Quote, word for word, every line starting at the line that contains "Exercise. Tag every instance of the black glove" and ending with the last line of the records; include both of these lines and no others.

Data provided
"""

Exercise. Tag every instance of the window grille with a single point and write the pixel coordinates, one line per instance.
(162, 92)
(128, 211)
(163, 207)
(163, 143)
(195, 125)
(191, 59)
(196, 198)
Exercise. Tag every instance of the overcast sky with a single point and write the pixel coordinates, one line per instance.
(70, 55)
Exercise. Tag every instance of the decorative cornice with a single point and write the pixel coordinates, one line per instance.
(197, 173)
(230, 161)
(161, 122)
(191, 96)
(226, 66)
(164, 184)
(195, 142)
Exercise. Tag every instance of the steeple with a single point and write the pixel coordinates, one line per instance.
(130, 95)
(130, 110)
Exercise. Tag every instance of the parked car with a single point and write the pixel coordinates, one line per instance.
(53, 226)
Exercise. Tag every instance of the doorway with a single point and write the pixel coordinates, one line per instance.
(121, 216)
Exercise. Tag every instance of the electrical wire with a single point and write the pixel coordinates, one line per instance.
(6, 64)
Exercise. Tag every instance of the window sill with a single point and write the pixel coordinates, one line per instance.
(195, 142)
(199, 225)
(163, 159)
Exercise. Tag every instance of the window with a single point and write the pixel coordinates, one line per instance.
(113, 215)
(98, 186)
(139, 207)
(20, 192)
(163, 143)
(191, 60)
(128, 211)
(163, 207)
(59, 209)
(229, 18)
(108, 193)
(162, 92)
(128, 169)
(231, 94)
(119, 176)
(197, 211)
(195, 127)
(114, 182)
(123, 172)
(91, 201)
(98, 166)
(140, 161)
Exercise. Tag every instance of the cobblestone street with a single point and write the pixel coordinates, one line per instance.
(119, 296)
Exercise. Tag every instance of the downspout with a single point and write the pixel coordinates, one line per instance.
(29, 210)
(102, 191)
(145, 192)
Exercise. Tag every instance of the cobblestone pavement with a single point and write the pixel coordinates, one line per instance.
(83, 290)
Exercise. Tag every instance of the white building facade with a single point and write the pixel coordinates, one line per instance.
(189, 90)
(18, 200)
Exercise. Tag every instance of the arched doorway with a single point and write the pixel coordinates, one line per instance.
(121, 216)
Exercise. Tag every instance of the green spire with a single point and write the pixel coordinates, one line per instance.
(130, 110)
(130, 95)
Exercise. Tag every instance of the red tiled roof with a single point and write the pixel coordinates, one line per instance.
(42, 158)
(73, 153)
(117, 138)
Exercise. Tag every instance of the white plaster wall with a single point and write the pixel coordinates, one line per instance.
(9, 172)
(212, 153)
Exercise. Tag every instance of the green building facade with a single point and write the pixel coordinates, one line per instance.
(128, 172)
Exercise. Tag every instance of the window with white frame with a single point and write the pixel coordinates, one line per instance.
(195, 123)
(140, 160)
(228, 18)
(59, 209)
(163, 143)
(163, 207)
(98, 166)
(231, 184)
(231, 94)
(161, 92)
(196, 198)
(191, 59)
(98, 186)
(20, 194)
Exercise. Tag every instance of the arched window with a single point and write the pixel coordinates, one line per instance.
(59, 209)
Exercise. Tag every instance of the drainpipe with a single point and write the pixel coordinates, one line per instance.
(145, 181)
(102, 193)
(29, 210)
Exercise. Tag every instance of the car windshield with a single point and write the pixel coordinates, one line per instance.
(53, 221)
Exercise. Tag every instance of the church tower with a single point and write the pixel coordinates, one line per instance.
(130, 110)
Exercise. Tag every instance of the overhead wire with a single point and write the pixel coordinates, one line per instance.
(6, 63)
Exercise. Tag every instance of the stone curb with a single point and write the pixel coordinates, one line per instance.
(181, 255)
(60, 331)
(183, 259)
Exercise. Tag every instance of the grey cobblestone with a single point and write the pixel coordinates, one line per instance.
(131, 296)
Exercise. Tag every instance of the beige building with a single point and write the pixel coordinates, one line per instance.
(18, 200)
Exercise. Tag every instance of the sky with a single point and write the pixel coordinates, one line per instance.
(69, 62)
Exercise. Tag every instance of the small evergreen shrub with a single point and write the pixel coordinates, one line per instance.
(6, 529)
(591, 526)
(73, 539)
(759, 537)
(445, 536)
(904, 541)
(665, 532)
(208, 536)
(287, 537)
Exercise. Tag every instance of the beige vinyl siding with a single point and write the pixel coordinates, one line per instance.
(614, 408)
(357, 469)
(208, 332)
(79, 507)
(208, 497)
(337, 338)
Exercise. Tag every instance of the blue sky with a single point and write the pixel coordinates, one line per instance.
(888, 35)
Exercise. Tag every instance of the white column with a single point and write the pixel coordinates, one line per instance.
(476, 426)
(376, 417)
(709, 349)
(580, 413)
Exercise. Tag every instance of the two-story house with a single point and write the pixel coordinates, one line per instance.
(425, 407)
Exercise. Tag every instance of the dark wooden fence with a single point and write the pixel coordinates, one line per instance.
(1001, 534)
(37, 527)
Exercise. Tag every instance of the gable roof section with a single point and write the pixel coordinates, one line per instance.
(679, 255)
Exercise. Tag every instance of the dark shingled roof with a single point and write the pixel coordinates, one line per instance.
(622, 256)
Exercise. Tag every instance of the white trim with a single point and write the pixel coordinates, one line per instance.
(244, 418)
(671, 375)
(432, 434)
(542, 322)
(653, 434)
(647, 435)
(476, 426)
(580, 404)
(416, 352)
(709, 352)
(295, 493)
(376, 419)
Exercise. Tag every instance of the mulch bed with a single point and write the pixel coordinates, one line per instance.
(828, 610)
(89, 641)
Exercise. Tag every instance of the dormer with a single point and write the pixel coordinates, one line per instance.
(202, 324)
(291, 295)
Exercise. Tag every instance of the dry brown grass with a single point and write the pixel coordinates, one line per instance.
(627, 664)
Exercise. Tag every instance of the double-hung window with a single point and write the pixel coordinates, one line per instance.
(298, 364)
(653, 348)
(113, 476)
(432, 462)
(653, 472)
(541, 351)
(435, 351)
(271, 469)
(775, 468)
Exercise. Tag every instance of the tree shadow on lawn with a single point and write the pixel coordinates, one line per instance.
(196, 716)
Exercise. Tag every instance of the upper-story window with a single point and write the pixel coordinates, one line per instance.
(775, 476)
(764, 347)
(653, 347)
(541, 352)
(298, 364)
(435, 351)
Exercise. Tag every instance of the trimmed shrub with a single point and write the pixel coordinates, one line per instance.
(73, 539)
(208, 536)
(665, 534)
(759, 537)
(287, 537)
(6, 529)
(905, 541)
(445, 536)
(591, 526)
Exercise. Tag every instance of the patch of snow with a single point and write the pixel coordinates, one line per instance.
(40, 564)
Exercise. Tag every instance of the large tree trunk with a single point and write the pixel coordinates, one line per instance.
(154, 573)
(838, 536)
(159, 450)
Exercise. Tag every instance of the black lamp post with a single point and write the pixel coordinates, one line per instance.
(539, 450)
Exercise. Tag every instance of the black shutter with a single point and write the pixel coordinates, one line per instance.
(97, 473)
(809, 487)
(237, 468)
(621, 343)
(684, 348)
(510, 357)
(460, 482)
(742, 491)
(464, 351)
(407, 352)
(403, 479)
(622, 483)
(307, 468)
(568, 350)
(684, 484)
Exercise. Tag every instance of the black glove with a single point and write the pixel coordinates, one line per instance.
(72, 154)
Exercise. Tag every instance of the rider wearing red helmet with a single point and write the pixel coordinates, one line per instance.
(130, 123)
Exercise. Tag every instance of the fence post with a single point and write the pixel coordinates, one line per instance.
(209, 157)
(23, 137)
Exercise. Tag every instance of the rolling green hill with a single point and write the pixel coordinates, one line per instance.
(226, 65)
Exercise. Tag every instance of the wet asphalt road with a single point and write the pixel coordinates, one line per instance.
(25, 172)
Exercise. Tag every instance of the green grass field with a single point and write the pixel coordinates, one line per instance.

"""

Response
Exercise. Tag every instance of the black glove with a single point and write the pixel coordinates, one line per instance.
(72, 154)
Exercise. Tag every instance of the rider wearing red helmet with a single point and write the pixel coordinates, one line per instance.
(130, 123)
Exercise. Tag every instance of the fence post with a single point and write the pixel coordinates, one line per instance.
(209, 157)
(23, 137)
Exercise. Tag every instance of the rolling green hill with a single point and write the pixel coordinates, one line per instance.
(226, 65)
Exercise. Tag every instance of the wet asphalt road with a single point and write the pixel coordinates, one line per instance.
(25, 172)
Exercise. Tag every instance of the green grass field with a single point and write the pixel coordinates, one line per instance.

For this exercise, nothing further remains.